**REQUIREMENT**
Could you give everything from the start of the records up to and including the line with "pixel 571 24" as a numbered list, with blank lines and pictures left out?

──────── LISTED RECORDS

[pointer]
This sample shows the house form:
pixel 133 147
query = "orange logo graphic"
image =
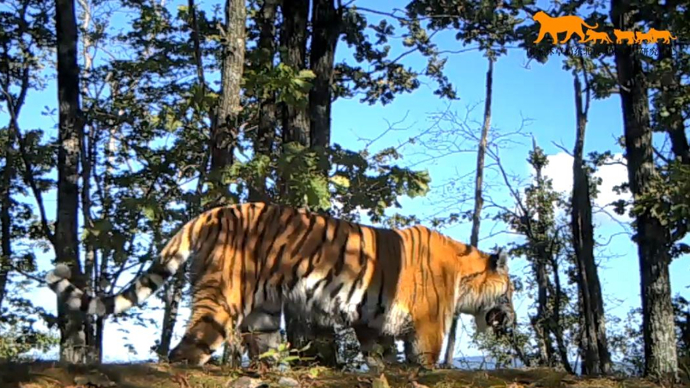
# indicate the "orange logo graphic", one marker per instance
pixel 597 36
pixel 624 35
pixel 553 26
pixel 571 24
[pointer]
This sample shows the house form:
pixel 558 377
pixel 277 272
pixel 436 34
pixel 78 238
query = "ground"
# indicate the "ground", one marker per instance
pixel 52 375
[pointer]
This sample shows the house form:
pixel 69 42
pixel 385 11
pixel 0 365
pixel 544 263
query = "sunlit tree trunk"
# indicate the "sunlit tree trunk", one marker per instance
pixel 652 238
pixel 73 345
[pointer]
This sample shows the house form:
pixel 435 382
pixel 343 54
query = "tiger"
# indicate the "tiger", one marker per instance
pixel 251 259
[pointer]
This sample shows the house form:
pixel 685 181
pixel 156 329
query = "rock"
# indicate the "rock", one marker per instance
pixel 246 382
pixel 288 382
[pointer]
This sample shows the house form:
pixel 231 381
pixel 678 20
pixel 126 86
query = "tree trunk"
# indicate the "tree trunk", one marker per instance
pixel 263 144
pixel 542 319
pixel 671 91
pixel 6 217
pixel 294 41
pixel 73 346
pixel 593 343
pixel 223 130
pixel 652 238
pixel 556 325
pixel 541 259
pixel 296 129
pixel 478 199
pixel 173 296
pixel 326 30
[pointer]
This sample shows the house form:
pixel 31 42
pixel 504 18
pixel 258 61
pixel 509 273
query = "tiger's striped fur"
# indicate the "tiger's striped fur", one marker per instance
pixel 255 257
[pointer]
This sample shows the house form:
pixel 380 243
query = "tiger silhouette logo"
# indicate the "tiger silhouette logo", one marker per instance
pixel 570 24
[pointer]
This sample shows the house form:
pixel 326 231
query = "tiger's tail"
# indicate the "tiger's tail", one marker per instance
pixel 172 258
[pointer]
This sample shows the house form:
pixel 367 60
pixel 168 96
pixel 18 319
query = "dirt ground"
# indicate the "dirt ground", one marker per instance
pixel 52 375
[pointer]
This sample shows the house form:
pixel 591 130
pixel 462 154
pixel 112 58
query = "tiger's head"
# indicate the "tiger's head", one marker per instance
pixel 488 295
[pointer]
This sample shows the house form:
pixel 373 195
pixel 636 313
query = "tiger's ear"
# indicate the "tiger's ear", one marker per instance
pixel 500 260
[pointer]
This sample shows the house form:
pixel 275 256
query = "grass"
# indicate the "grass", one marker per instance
pixel 53 375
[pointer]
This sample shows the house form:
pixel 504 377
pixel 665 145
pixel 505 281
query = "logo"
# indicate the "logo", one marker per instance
pixel 572 25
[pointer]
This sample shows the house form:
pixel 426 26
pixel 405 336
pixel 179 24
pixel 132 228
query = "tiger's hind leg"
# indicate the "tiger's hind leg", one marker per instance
pixel 261 330
pixel 209 327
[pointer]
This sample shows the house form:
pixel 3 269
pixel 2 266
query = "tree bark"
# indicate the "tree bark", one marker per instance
pixel 478 199
pixel 294 41
pixel 326 30
pixel 173 296
pixel 263 144
pixel 556 325
pixel 296 128
pixel 593 342
pixel 652 238
pixel 671 91
pixel 6 217
pixel 541 259
pixel 223 130
pixel 73 346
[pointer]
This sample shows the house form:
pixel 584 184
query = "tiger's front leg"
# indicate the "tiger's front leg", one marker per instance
pixel 425 343
pixel 261 330
pixel 378 349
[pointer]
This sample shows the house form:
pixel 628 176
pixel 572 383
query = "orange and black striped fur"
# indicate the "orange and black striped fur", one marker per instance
pixel 250 259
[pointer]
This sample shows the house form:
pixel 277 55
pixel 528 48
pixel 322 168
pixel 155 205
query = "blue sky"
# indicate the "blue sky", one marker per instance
pixel 541 92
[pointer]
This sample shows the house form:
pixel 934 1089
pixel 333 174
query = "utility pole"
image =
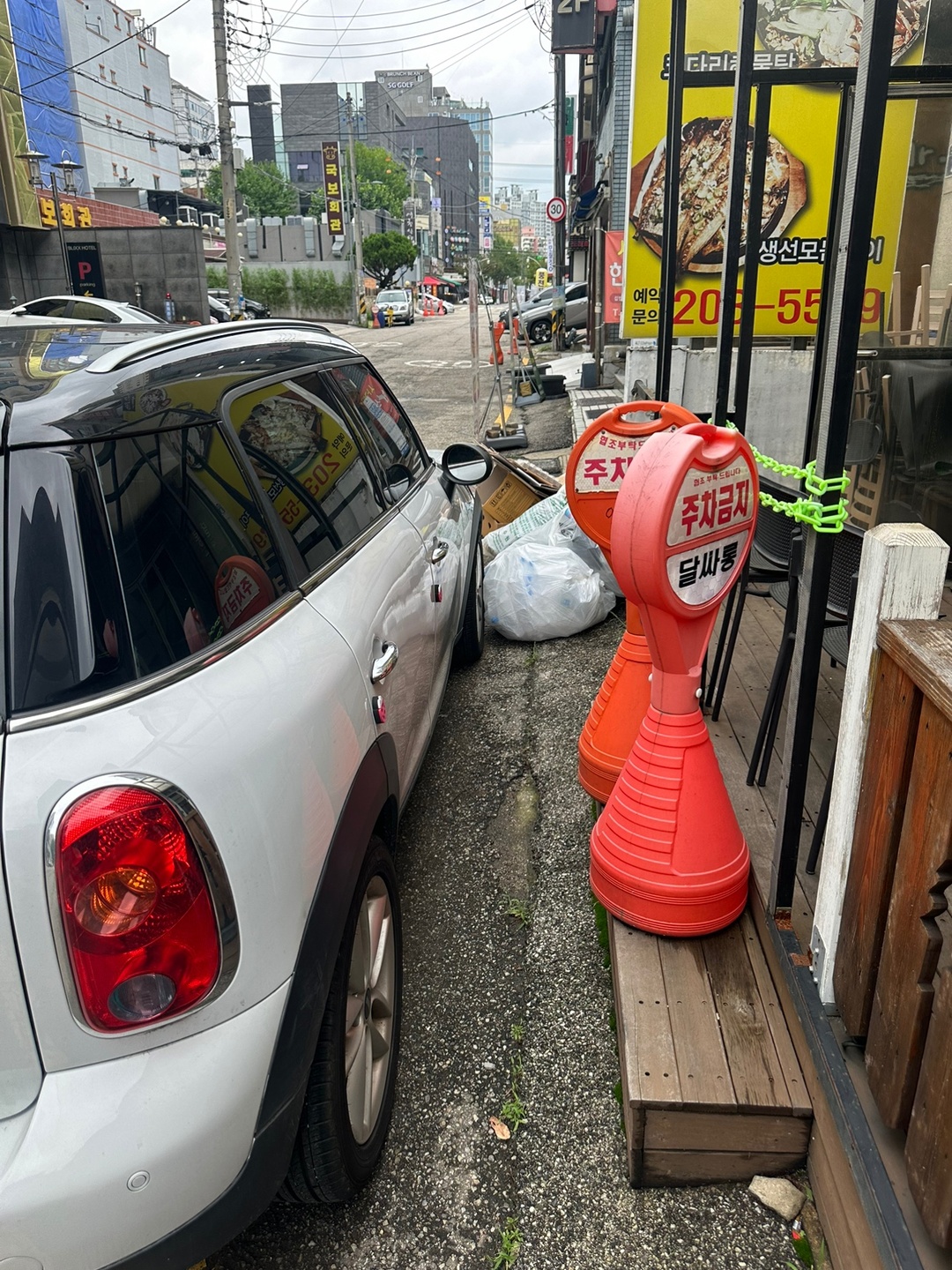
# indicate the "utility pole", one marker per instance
pixel 358 228
pixel 559 184
pixel 228 193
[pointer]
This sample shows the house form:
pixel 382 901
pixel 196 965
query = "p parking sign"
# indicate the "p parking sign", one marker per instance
pixel 86 270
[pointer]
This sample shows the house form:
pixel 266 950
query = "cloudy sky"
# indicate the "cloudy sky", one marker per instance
pixel 480 49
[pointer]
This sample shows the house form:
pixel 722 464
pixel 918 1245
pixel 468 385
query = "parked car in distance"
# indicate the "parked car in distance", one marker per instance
pixel 65 309
pixel 236 587
pixel 536 315
pixel 253 308
pixel 398 299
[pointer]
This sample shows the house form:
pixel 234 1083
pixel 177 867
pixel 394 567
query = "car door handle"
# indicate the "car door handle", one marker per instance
pixel 385 663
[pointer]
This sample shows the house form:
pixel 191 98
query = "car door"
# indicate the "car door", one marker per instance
pixel 368 576
pixel 429 502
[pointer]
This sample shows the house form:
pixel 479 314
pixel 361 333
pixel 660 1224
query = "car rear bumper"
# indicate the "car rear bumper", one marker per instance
pixel 113 1157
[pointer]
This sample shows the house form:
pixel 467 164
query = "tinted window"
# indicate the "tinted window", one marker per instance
pixel 309 464
pixel 195 560
pixel 68 621
pixel 46 308
pixel 92 312
pixel 387 429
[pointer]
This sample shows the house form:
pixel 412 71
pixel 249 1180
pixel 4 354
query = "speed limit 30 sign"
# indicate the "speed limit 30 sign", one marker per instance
pixel 555 208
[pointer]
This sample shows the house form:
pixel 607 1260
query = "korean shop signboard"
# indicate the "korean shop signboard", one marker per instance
pixel 799 168
pixel 333 197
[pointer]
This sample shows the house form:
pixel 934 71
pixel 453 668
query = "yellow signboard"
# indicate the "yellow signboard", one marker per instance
pixel 798 182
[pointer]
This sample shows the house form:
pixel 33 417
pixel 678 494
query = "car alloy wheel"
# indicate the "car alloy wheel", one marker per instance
pixel 369 1010
pixel 349 1095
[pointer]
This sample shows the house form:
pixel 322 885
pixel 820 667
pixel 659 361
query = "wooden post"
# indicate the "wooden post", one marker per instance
pixel 902 576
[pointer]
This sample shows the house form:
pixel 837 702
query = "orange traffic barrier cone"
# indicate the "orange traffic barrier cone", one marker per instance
pixel 594 474
pixel 666 854
pixel 496 355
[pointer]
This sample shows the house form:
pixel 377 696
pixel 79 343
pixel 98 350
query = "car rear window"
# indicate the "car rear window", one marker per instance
pixel 127 557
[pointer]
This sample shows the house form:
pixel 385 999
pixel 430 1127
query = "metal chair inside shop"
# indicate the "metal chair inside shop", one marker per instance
pixel 768 564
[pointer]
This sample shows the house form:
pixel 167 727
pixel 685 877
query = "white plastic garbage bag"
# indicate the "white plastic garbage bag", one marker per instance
pixel 536 591
pixel 539 516
pixel 564 531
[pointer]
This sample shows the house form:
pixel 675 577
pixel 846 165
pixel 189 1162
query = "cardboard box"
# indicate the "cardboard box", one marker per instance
pixel 510 489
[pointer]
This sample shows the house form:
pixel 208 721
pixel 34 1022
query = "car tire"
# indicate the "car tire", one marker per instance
pixel 469 646
pixel 346 1117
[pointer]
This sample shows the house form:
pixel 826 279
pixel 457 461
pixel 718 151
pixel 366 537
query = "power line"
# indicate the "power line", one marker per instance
pixel 398 26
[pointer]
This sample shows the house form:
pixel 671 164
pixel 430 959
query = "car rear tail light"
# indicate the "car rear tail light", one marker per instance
pixel 136 906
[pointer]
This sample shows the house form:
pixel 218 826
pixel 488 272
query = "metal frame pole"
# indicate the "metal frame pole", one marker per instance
pixel 733 230
pixel 672 198
pixel 752 258
pixel 843 117
pixel 848 251
pixel 60 231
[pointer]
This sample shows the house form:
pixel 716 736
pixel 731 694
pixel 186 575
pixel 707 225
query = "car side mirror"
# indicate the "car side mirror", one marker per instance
pixel 466 465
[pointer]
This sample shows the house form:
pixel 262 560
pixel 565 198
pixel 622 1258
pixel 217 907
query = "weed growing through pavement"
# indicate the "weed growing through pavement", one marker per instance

────────────────

**FINISHED EXERCISE**
1. [pointer]
2. This sample shows the house form:
3. pixel 133 147
4. query = "orange logo graphic"
5. image =
6. # indicate the "orange logo graphic", one marker per instance
7. pixel 597 36
8. pixel 624 35
9. pixel 553 26
10. pixel 571 24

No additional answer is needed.